PN MP Demands Dedicated Shelters for Malta’s Homeless Drug Users: ‘Stop Treating Them Like Stray Cats’
**PN MP Demands Dedicated Shelters for Homeless Drug Addicts: “We Can’t Keep Pretending the Problem Doesn’t Exist”**
A Nationalist MP has shattered Parliament’s usual decorum with a blunt wake-up call: Malta’s growing army of homeless drug users is sleeping in doorways, overdosing in public toilets and being “treated like stray cats” because the island offers nowhere for them to go.
Speaking during a budget debate on social policy, Claudette Buttigieg told MPs that the “invisible emergency” unfolding in Valletta’s silent alleys and Marsa’s abandoned farmhouses is costing lives and “eroding the soul” of a country that prides itself on Christian charity.
“Every night I get messages: ‘There’s a boy shaking under the Bridge of Lions, can you come?’” she said, voice cracking. “We rush with blankets and coffee, but we’re not a 24-hour service. We need a shelter that says: you are human, you matter, come in.”
### From “ħanini” to “get away from my shop”

→ **Tasks to carry out**
1. In the article, rewrite the paragraph beginning "Speaking during a budget debate" more briefly, keeping its main facts.
2. Output everything in the article from "PN MP Demands Dedicated Shelters for Malta’s" down to "on Christian charity.".
The listing that comes next is separate material, unrelated to the article.

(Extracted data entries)
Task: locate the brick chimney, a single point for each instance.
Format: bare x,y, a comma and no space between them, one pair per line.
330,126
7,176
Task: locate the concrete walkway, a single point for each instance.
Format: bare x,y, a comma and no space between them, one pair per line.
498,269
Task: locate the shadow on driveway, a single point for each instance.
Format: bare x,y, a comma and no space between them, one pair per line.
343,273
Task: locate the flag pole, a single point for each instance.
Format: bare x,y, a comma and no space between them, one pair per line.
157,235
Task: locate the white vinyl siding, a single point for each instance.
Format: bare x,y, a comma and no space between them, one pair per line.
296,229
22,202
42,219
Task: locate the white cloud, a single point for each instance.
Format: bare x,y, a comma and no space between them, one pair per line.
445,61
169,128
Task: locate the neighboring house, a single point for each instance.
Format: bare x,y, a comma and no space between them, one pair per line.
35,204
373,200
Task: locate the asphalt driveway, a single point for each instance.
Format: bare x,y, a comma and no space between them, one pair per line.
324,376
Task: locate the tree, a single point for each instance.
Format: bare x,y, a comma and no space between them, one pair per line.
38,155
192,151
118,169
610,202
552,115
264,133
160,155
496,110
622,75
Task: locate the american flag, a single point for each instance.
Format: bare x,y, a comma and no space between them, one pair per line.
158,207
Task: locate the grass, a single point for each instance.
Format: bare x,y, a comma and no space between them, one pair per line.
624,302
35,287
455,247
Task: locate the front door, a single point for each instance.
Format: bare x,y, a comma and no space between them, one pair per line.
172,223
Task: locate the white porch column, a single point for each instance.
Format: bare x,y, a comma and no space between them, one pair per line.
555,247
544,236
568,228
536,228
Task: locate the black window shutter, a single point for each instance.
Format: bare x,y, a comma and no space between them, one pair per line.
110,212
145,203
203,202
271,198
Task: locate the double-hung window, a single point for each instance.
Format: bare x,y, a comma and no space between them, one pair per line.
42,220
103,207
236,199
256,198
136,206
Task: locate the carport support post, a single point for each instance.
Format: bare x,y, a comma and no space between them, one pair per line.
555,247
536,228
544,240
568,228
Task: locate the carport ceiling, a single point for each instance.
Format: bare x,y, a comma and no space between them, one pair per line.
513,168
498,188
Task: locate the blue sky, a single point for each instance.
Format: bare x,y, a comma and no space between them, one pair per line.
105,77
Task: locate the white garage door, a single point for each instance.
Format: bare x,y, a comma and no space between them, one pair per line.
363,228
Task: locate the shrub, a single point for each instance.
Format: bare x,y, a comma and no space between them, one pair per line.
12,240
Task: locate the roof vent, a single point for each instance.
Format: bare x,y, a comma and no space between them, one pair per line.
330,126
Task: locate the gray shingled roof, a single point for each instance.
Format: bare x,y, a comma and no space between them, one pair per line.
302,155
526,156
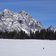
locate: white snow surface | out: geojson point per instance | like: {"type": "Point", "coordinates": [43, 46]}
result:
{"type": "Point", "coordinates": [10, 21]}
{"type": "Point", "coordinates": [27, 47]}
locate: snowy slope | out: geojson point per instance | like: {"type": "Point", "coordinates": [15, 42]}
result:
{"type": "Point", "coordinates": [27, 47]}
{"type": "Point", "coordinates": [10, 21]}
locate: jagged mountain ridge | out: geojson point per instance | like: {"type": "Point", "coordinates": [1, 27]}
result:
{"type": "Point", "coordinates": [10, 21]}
...
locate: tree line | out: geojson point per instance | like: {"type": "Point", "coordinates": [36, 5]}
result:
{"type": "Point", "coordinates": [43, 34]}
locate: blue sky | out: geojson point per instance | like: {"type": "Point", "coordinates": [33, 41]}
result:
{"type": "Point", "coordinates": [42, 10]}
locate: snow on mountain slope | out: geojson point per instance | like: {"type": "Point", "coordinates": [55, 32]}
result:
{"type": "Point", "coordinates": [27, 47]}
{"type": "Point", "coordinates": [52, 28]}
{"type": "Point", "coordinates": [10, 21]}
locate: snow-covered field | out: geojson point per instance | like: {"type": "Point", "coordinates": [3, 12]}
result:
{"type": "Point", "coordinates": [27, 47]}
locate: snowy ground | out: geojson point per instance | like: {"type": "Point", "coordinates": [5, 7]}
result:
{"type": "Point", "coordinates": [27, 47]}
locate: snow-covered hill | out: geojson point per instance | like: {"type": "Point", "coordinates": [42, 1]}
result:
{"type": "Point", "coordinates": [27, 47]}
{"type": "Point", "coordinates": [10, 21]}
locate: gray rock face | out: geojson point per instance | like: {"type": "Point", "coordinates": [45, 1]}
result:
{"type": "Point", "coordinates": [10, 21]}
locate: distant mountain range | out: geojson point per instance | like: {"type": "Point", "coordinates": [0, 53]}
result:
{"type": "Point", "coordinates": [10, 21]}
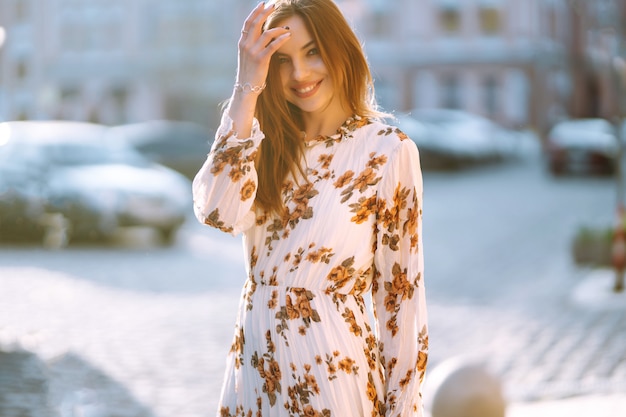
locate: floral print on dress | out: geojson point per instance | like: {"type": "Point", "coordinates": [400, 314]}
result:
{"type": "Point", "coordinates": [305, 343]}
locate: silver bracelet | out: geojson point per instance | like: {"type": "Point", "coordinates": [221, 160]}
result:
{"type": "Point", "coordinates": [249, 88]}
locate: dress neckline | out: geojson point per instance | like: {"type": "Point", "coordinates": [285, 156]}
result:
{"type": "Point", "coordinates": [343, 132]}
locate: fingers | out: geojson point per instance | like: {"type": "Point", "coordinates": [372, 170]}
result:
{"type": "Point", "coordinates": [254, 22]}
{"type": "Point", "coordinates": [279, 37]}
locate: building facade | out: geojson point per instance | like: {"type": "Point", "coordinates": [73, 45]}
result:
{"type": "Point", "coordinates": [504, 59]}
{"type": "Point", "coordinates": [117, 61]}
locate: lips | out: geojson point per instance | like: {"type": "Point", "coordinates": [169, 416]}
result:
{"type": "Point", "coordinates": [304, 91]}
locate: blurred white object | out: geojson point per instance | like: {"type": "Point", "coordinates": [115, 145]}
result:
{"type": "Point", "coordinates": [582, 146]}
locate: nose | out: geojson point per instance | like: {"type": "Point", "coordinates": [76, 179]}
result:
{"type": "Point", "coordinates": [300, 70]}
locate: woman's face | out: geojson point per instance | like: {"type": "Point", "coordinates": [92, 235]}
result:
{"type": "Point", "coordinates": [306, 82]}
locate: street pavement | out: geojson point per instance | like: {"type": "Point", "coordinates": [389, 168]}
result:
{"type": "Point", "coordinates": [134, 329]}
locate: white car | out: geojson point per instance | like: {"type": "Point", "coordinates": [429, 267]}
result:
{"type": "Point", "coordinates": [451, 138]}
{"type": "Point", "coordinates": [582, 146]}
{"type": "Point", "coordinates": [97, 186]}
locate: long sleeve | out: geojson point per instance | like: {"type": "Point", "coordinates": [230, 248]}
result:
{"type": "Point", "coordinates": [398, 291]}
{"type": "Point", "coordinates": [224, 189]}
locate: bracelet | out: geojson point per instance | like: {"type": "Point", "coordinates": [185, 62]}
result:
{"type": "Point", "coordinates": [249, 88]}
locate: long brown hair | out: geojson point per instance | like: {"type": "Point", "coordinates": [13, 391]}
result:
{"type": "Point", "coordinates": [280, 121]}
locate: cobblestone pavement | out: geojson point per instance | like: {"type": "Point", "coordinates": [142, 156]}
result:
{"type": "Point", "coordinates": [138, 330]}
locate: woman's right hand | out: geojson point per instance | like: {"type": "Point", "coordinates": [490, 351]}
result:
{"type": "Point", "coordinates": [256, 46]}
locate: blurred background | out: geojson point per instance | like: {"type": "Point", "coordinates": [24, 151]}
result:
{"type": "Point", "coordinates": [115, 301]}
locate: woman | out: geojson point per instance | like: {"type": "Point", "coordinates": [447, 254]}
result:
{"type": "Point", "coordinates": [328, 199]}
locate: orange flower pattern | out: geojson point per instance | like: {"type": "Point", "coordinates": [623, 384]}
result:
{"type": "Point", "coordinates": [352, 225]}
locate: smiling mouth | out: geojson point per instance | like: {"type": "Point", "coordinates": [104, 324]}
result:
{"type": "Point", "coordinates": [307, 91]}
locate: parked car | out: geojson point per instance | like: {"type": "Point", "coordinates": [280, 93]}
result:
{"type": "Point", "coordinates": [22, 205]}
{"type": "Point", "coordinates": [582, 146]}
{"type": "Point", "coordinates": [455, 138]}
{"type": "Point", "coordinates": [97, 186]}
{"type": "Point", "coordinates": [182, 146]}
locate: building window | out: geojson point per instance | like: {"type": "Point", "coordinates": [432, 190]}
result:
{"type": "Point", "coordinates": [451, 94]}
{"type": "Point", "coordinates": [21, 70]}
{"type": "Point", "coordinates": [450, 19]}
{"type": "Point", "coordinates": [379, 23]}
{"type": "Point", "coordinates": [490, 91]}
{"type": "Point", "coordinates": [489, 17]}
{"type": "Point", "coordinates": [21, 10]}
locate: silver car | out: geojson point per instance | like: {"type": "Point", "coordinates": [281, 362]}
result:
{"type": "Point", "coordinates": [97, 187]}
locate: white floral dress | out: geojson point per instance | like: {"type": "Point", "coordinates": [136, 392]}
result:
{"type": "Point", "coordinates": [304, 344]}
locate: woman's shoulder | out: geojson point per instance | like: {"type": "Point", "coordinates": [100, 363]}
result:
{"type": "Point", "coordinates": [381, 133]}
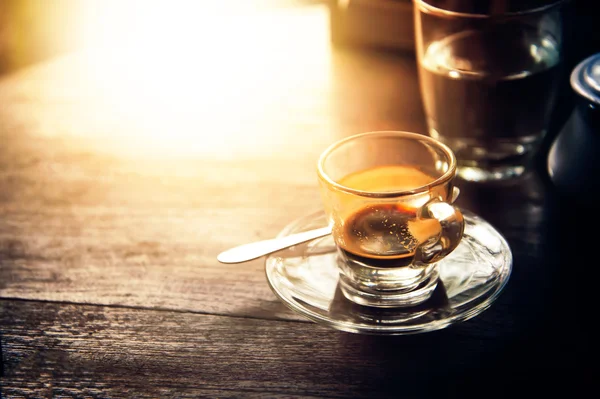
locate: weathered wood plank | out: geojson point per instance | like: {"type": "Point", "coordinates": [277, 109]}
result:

→ **Exercise results**
1. During a budget debate on social policy, Claudette Buttigieg warned MPs that an "invisible emergency" in Valletta's alleys and Marsa's abandoned farmhouses is costing lives and "eroding the soul" of a country proud of its Christian charity.

2.
PN MP Demands Dedicated Shelters for Malta’s Homeless Drug Users: ‘Stop Treating Them Like Stray Cats’
**PN MP Demands Dedicated Shelters for Homeless Drug Addicts: “We Can’t Keep Pretending the Problem Doesn’t Exist”**
A Nationalist MP has shattered Parliament’s usual decorum with a blunt wake-up call: Malta’s growing army of homeless drug users is sleeping in doorways, overdosing in public toilets and being “treated like stray cats” because the island offers nowhere for them to go.
Speaking during a budget debate on social policy, Claudette Buttigieg told MPs that the “invisible emergency” unfolding in Valletta’s silent alleys and Marsa’s abandoned farmhouses is costing lives and “eroding the soul” of a country that prides itself on Christian charity.